RECORDS SUPPLIED →
________________________

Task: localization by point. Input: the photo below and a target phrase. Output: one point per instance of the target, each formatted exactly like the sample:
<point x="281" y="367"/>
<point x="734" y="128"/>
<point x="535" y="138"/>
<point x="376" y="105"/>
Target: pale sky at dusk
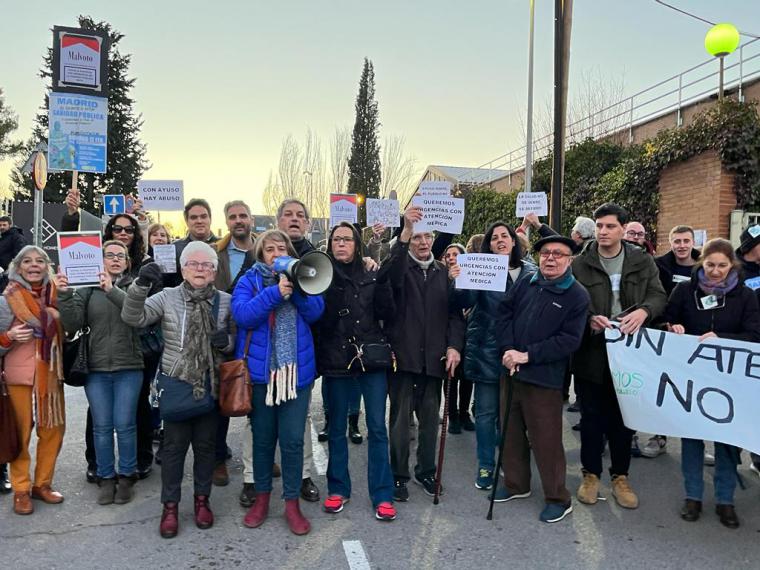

________________________

SET EXERCISE →
Please rewrite these lines with "pale sky at dusk" renamed to "pale sky at sunset", changing nothing else, and leave the pictures out of your answer.

RESPONSE TO THIS EXERCISE →
Task: localization by point. Input: the photo below and a target phrase. Output: one point per instance of the target, each formatted exactly like the sample:
<point x="281" y="367"/>
<point x="734" y="128"/>
<point x="535" y="138"/>
<point x="376" y="105"/>
Target: pale sky at sunset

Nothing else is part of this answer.